_Источник_
========================

Юношеский порыв к самоопределению и чувство радости бытия – «для жизни жизнь любя», мотив, повторенный им в другом стихотворении («Череп»): «Живи, живой, спокойно тлей, мертвец…»; «Пусть радости живущим жизнь дарит, а смерть сама их умереть научит» – не получил дальнейшего развития в поэзии Баратынского. Возможно было, что, оглянувшись на прошлое, утвердившись в положении «я вечен для себя», испытав необычные обстоятельства в свои молодые годы, сам перейдя рубеж «познания добра и зла», спустившись вниз и вновь поднявшись, он выступил бы обличителем условий жизни и той среды, где так легко погибнуть человеку, общества, на которое он имел возможность посмотреть и со стороны, сам принадлежа ему, но сатира была совершенно не в характере Баратынского. Он сам об этом заявил в послании к другу, оправдываясь тем, что и «судьбина» даровала ему миролюбивый нрав, что он не верит в людскую благодарность за изобличения и, наконец, что людей не переделаешь и свет не переиначишь, так же, как бесплодно было бы сказать «осине: дубом будь, иль дубу: будь осиной».

И виденье свободы, о которой шла речь в кругу декабристов, с которыми на время сблизился Баратынский, было для него лишь мимолетным: «Все прекрасное, все опасное нам пропела ты». Но позже он слагает стихотворение «К чему невольнику мечтания свободы?» Он впал в тон красивой грусти при некоторой общей разочарованности в возможном полном счастье на земле.

========================

_Предоставленные записи_
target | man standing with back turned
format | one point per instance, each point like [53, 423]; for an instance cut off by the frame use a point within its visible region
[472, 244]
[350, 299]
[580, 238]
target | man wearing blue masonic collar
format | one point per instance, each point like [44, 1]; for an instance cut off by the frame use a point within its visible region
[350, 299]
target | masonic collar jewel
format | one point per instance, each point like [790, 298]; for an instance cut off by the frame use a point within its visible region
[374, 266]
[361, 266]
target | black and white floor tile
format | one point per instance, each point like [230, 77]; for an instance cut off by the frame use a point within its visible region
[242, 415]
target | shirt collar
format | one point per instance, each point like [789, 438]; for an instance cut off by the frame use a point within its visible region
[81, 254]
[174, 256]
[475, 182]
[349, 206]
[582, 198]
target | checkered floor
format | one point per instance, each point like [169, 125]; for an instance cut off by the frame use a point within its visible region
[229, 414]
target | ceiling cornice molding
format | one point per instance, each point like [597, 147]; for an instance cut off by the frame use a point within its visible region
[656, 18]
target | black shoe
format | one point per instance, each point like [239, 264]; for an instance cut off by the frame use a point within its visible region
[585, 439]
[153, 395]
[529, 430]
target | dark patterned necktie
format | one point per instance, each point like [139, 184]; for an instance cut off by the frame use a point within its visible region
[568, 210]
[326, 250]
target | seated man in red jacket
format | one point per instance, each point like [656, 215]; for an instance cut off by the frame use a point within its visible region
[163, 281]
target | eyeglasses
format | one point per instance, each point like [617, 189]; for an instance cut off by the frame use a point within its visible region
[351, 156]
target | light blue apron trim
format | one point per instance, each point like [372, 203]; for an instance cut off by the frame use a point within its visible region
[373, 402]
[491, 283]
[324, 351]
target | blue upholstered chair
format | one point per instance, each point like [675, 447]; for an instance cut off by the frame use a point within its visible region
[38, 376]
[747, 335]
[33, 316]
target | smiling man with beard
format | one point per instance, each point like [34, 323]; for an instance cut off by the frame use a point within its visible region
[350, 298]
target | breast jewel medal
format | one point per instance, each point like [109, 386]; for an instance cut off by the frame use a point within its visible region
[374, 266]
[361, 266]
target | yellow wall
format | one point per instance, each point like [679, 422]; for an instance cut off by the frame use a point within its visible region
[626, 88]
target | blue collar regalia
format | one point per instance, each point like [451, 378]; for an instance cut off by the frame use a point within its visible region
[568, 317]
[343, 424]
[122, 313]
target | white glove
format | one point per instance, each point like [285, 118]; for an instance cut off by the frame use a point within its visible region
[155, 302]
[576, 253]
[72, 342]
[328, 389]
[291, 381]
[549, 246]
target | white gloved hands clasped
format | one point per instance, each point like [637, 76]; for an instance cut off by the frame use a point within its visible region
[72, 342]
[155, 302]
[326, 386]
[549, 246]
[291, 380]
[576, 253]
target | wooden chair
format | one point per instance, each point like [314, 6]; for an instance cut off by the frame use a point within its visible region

========================

_Цель упражнения_
Выпишите без изменений фрагмент текста о Баратынском, начиная со слов «И виденье свободы, о» и заканчивая словами «счастье на земле.». Записи никак не связаны с текстом о Баратынском.

_Решение задачи_
И виденье свободы, о которой шла речь в кругу декабристов, с которыми на время сблизился Баратынский, было для него лишь мимолетным: «Все прекрасное, все опасное нам пропела ты». Но позже он слагает стихотворение «К чему невольнику мечтания свободы?» Он впал в тон красивой грусти при некоторой общей разочарованности в возможном полном счастье на земле.